Stored items from a collection
──────────────────────────────
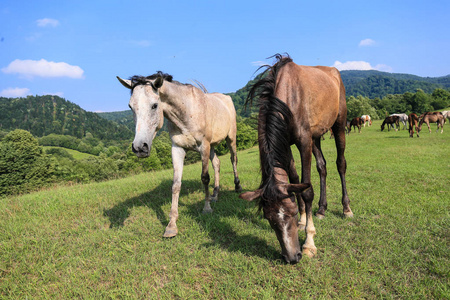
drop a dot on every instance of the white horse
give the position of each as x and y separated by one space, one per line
198 121
403 119
446 114
366 119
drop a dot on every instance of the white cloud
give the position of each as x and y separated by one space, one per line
360 65
15 92
46 22
43 68
141 43
367 43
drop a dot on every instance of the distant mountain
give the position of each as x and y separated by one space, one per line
371 84
43 115
376 84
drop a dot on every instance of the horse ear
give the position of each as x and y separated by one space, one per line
158 82
250 196
297 188
124 82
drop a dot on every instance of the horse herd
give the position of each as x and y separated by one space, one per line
412 120
298 104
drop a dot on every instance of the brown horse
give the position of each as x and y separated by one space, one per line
432 117
390 121
356 122
298 104
413 119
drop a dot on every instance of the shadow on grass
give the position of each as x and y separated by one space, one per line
153 199
216 225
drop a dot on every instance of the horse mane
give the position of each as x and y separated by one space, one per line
143 80
274 122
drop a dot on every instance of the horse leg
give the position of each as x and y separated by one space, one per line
231 143
216 166
342 168
178 155
293 178
205 153
321 165
305 148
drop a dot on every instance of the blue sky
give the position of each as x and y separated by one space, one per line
75 49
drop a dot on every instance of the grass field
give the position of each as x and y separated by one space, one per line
104 240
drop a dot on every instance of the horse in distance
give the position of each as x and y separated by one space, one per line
391 121
197 121
402 118
367 120
298 104
432 117
356 123
413 120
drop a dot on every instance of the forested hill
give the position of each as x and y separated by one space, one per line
43 115
375 84
371 84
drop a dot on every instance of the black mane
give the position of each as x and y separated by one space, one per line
142 80
274 122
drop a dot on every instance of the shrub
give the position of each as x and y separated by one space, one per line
23 166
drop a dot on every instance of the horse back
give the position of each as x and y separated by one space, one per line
220 117
315 96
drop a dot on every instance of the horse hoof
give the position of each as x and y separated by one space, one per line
170 232
320 216
301 226
348 214
310 252
207 210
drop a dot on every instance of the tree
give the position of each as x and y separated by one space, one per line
23 166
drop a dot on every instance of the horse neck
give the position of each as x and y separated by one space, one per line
176 101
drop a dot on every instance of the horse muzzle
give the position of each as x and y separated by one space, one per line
142 150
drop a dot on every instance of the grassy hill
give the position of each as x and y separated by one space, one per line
104 240
372 84
44 115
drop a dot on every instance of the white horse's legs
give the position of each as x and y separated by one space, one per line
233 153
178 155
205 152
216 166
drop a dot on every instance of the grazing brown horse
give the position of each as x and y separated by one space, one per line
298 104
356 122
432 117
390 121
413 120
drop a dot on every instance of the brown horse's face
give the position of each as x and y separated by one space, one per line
284 221
283 218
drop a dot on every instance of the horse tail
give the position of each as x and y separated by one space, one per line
275 119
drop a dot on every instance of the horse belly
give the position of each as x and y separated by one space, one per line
186 141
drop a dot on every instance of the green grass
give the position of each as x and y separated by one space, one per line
75 154
104 240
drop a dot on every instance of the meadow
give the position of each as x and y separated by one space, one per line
104 240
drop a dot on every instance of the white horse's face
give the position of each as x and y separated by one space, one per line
148 115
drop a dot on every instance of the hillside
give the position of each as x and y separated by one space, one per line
43 115
375 84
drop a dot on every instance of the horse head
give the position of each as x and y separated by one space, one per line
145 103
282 215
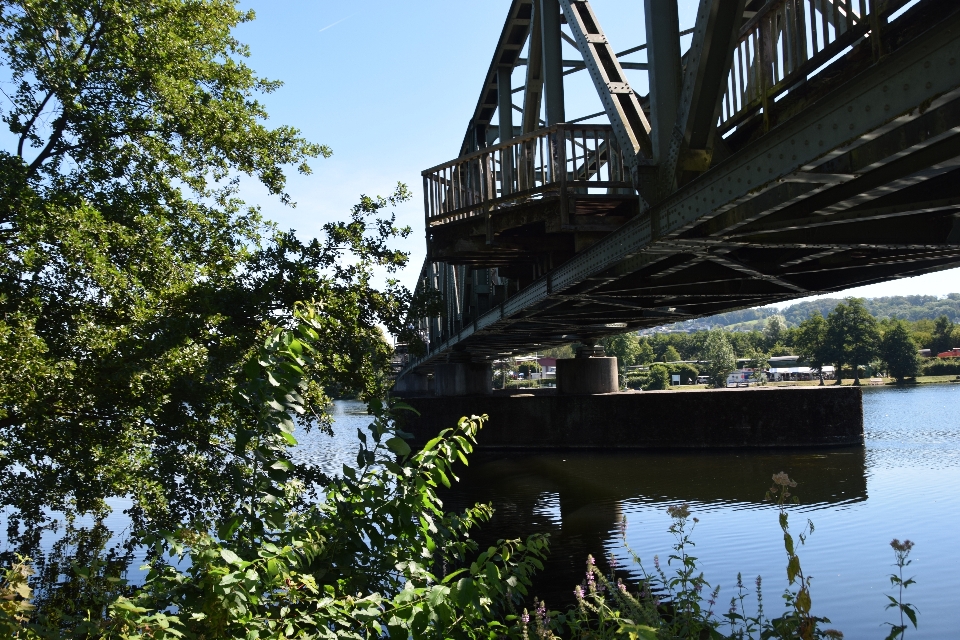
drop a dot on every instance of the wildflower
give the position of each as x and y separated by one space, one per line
680 512
901 547
783 480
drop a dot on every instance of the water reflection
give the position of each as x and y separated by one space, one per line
579 498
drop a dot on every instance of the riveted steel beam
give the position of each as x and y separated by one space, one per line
704 82
622 107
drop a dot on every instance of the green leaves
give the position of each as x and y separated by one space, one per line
399 446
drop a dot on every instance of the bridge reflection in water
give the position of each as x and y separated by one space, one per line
580 498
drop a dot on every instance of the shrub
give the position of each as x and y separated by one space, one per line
659 378
942 367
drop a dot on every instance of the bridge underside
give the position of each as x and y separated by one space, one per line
850 179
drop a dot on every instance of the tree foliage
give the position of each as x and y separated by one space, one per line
811 342
942 335
899 353
133 281
721 359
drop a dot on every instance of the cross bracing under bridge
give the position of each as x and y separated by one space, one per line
796 147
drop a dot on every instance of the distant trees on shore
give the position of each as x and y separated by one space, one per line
848 337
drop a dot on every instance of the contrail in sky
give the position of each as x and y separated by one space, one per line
333 25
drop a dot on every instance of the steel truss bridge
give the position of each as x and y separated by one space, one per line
796 147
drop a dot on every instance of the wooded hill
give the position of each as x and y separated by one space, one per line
910 308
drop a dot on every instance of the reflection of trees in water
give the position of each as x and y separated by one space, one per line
58 589
530 491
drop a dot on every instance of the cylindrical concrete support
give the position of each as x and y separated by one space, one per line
463 379
587 376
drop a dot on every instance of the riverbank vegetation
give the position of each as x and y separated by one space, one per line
849 338
161 344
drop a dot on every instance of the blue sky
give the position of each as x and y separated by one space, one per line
389 86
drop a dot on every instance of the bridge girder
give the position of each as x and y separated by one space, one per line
848 178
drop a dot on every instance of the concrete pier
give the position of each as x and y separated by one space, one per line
591 372
714 418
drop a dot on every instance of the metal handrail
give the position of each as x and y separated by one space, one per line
787 40
561 158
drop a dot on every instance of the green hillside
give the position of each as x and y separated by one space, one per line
911 308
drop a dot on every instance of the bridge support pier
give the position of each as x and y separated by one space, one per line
591 372
461 377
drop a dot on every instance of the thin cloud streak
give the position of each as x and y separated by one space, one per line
333 25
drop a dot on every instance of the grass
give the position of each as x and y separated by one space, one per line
847 382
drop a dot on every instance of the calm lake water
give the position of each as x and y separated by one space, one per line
904 483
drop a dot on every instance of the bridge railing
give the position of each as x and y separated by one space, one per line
788 41
564 158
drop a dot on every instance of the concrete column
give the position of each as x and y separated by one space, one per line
663 56
552 61
591 372
505 110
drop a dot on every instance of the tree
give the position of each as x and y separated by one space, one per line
943 330
835 340
721 359
774 329
811 343
625 347
899 352
645 353
133 281
671 355
757 360
863 336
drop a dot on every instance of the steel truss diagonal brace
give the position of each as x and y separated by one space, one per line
630 124
704 81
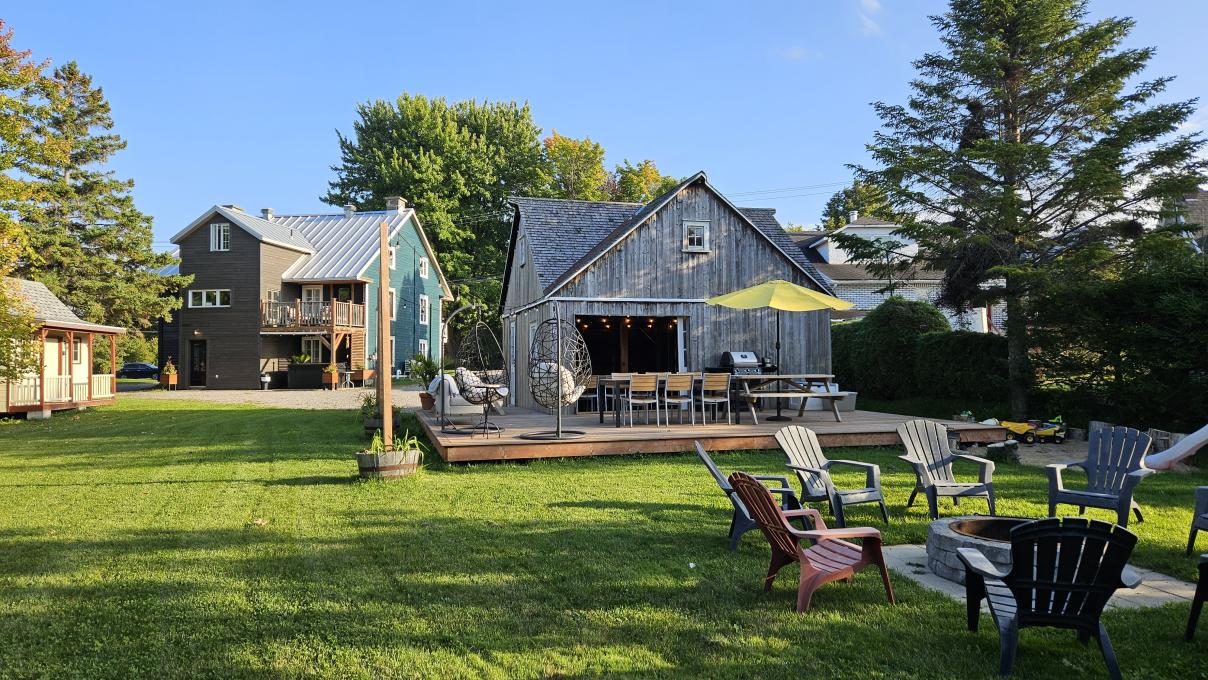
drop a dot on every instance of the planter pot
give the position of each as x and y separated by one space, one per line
388 465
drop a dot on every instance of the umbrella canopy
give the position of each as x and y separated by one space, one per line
780 295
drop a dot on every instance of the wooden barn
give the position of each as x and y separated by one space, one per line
634 279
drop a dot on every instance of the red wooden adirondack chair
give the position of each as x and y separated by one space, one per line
829 559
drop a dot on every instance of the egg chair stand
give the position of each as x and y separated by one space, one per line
559 365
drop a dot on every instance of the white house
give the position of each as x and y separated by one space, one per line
855 284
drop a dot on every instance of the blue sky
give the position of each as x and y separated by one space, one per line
238 102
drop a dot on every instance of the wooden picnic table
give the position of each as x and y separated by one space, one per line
753 388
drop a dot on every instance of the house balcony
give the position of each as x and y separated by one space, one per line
309 318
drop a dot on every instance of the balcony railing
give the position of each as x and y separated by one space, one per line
317 315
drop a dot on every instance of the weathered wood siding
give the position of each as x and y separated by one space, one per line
651 263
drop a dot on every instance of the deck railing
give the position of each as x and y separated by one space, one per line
311 314
27 391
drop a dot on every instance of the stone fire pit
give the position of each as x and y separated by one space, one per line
991 535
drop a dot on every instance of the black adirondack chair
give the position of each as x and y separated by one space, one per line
1198 517
929 453
1197 603
1063 573
742 521
806 458
1114 465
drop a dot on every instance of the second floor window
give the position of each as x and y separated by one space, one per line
209 298
220 237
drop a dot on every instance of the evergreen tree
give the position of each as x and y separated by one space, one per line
19 77
1027 138
88 243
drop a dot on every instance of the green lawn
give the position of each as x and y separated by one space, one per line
173 539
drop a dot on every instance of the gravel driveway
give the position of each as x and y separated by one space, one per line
315 400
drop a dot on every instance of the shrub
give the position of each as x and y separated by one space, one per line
962 365
887 346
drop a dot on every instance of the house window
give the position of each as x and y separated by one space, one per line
209 298
312 346
220 237
696 237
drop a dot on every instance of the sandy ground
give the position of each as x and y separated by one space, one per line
314 400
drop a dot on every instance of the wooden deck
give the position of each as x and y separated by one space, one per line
859 428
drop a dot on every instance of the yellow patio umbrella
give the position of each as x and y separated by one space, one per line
782 296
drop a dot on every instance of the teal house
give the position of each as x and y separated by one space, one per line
277 300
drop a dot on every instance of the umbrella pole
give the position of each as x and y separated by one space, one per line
779 402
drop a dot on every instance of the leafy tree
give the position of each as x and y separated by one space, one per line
88 243
578 167
1028 137
18 80
639 184
456 164
861 197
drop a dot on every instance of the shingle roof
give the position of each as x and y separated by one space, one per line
565 236
48 308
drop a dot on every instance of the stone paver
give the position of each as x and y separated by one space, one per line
406 397
1156 588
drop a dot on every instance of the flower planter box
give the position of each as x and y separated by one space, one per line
388 465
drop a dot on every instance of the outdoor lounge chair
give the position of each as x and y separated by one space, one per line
830 557
1114 465
806 458
929 453
1198 517
1063 573
742 521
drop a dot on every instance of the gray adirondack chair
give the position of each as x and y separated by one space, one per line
1198 517
1063 571
929 453
742 521
806 458
1114 465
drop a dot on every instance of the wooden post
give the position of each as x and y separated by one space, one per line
384 376
89 366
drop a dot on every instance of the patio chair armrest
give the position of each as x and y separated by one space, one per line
843 533
977 563
1128 577
987 466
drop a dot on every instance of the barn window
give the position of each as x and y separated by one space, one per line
696 237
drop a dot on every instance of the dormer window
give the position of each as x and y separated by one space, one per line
220 237
696 237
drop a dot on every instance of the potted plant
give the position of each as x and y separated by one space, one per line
168 375
400 459
330 376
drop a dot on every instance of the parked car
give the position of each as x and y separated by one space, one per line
139 370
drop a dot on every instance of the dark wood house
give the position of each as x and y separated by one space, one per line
634 279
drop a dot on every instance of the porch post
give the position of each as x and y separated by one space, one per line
384 377
89 366
71 365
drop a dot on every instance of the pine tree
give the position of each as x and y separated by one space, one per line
1027 138
88 242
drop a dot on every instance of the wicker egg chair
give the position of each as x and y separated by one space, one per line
481 373
559 365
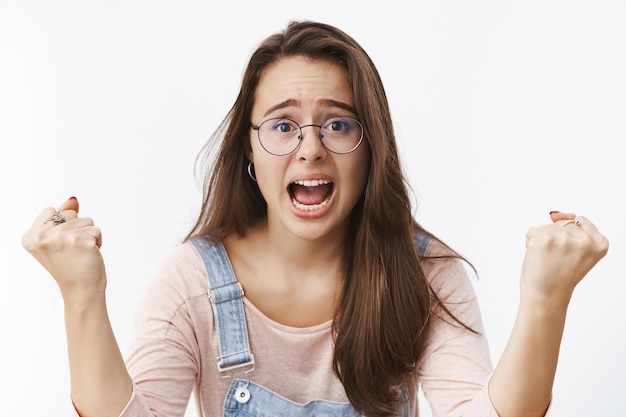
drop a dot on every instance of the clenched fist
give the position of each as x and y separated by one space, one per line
68 247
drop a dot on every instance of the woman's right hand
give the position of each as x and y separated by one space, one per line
69 251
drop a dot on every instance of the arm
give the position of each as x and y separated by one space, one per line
557 258
70 251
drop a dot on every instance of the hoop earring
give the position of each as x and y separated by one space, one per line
250 165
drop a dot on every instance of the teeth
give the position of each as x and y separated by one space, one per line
307 207
312 183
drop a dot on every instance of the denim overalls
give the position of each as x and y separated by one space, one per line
244 397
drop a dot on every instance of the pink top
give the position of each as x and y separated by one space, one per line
176 347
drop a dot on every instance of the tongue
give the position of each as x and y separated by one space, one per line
310 195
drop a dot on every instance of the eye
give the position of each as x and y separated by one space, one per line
338 125
284 126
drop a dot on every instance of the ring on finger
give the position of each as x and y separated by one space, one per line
57 218
575 222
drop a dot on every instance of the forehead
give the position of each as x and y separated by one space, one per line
302 83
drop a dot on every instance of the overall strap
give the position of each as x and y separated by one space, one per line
226 295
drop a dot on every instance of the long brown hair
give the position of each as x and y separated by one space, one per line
381 319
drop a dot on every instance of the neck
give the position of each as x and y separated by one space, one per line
291 253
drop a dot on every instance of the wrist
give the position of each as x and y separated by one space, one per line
545 301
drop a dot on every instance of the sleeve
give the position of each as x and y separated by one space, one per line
163 360
455 366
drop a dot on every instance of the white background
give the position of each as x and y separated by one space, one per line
503 110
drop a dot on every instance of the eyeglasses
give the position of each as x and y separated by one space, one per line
282 136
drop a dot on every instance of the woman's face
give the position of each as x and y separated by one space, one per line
311 191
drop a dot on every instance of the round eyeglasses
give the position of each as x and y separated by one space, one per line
281 136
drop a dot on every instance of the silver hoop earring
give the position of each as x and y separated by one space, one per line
250 165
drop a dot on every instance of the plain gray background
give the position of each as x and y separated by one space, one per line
503 110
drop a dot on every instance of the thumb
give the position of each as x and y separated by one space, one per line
69 204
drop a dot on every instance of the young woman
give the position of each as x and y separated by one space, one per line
349 304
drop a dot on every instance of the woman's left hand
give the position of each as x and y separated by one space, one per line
558 256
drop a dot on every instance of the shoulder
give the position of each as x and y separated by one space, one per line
448 274
178 277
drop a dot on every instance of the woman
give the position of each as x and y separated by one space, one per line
349 304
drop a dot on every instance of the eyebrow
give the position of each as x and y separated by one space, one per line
323 102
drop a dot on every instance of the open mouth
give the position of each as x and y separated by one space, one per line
310 195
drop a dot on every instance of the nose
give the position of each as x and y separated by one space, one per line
311 147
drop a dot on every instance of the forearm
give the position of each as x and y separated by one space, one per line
522 382
100 382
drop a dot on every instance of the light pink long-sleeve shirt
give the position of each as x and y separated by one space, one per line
175 348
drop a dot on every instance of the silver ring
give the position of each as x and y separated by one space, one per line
57 218
575 222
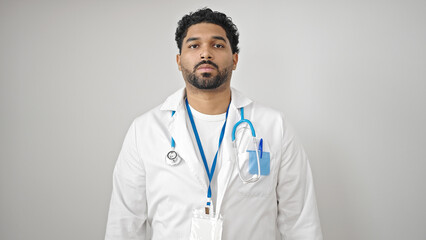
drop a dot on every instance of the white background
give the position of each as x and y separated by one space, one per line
349 75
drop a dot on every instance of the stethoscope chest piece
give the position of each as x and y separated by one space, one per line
172 158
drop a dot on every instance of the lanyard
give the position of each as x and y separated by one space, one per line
200 147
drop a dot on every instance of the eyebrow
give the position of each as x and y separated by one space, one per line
196 38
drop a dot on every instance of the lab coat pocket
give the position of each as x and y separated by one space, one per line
249 184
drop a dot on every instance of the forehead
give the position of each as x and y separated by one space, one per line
205 30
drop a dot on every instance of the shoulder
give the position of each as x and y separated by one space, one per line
152 116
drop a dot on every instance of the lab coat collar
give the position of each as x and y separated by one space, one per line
172 103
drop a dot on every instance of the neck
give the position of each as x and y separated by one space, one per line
211 102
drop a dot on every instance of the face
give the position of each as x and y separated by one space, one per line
206 59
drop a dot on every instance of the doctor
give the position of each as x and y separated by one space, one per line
180 175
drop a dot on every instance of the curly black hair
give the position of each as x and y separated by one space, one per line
206 15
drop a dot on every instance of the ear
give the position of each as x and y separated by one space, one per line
178 61
235 60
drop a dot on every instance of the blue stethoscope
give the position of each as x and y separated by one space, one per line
173 158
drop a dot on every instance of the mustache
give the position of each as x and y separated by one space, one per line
206 62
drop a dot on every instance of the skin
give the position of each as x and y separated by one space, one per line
207 41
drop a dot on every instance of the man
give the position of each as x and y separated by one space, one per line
181 174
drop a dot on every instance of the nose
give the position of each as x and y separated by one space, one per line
206 54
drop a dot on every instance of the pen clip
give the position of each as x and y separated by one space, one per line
261 147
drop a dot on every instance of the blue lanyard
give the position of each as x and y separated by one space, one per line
200 147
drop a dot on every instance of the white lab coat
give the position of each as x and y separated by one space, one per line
149 192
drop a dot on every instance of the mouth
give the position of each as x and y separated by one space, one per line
206 68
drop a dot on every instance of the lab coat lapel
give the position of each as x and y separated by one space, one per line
227 158
185 147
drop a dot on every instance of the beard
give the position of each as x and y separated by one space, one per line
206 81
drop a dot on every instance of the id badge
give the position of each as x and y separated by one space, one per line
205 226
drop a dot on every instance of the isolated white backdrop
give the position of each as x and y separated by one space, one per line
349 75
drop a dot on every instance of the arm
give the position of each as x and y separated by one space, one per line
128 206
297 209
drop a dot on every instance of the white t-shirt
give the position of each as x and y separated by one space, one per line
209 128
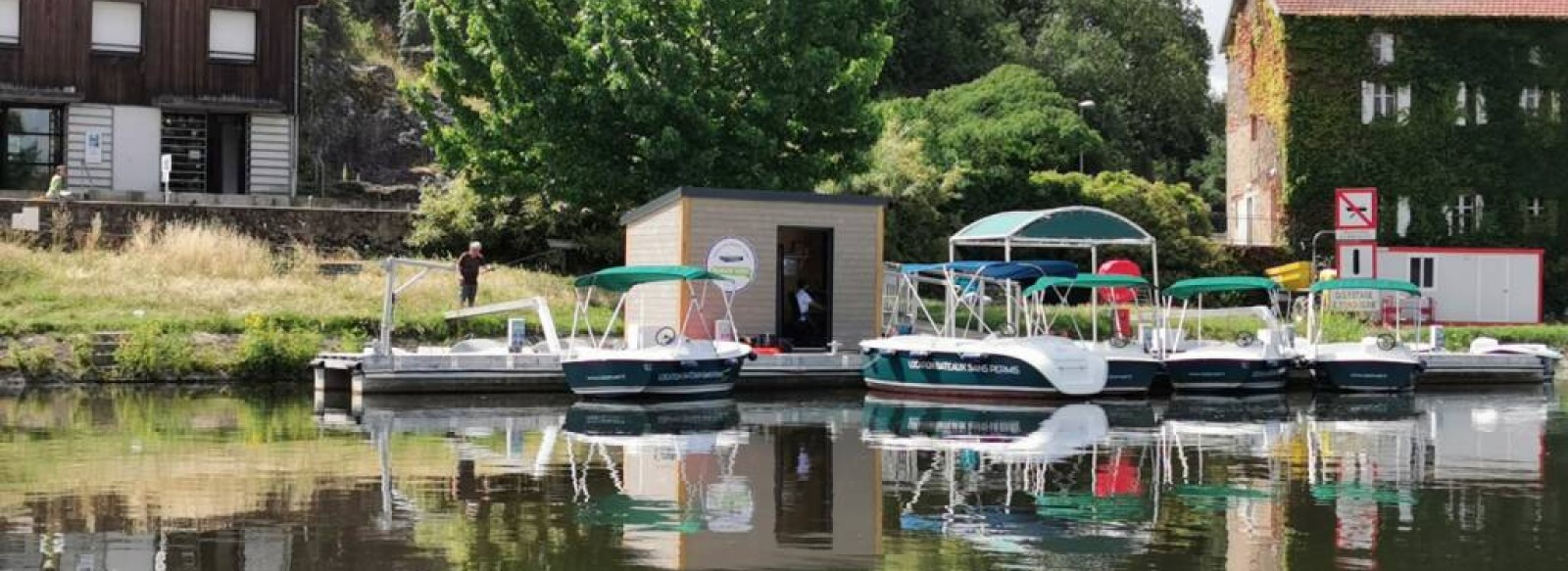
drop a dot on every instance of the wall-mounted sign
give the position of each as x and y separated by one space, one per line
734 260
94 146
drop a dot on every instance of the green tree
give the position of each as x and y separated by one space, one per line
603 104
943 43
1142 62
1172 213
1000 127
921 197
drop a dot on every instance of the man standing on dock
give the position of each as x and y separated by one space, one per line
469 265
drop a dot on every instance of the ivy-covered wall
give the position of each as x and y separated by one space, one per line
1429 159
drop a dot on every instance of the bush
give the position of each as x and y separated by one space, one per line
153 354
270 352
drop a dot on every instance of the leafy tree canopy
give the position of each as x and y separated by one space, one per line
1000 129
609 102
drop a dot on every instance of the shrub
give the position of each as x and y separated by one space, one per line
153 352
270 352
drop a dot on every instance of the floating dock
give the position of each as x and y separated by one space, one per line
457 372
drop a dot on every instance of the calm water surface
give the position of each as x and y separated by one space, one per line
156 479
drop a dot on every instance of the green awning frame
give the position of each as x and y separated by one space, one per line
1200 286
1087 281
1366 284
627 276
1074 226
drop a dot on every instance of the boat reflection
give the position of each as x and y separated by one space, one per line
1011 479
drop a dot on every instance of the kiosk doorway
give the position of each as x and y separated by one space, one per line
805 276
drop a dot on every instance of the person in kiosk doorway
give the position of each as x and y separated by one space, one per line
469 267
807 330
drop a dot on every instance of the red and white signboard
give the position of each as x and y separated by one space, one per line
1355 214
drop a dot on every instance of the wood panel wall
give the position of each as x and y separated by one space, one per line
55 52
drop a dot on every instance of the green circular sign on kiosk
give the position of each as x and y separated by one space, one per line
734 260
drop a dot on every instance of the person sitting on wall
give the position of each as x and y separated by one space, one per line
57 185
469 265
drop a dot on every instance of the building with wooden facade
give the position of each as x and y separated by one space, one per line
112 86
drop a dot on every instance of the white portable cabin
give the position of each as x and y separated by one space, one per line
1471 284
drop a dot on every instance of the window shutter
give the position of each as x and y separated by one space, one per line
10 21
117 27
232 35
1402 104
1368 104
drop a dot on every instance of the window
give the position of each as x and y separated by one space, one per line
117 27
10 21
1531 101
31 146
1536 208
1384 47
1421 271
232 36
1384 101
1465 215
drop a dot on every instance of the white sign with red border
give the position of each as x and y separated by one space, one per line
1355 209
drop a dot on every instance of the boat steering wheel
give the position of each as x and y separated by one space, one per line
1246 339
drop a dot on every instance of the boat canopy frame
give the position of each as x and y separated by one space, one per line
1189 291
976 276
1063 228
1092 281
1314 323
626 278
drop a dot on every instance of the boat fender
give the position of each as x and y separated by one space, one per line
1385 342
1246 339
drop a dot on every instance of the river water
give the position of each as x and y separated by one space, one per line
182 479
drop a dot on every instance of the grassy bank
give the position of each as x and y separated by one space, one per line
206 302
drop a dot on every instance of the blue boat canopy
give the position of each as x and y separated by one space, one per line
1087 281
1074 226
1001 270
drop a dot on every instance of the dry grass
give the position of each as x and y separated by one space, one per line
214 276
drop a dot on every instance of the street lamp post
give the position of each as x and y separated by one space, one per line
1086 104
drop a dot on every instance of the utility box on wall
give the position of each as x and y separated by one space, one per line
772 245
1471 284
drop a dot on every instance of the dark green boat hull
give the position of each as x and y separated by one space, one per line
1366 375
1227 375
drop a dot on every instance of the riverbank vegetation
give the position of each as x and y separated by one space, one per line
204 302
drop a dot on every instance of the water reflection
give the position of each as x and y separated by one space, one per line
──────────────────────────────
(TASK TO COMPLETE)
A bare number is the whole answer: how many lines in the entries contain "reflection"?

(TASK RESPONSE)
5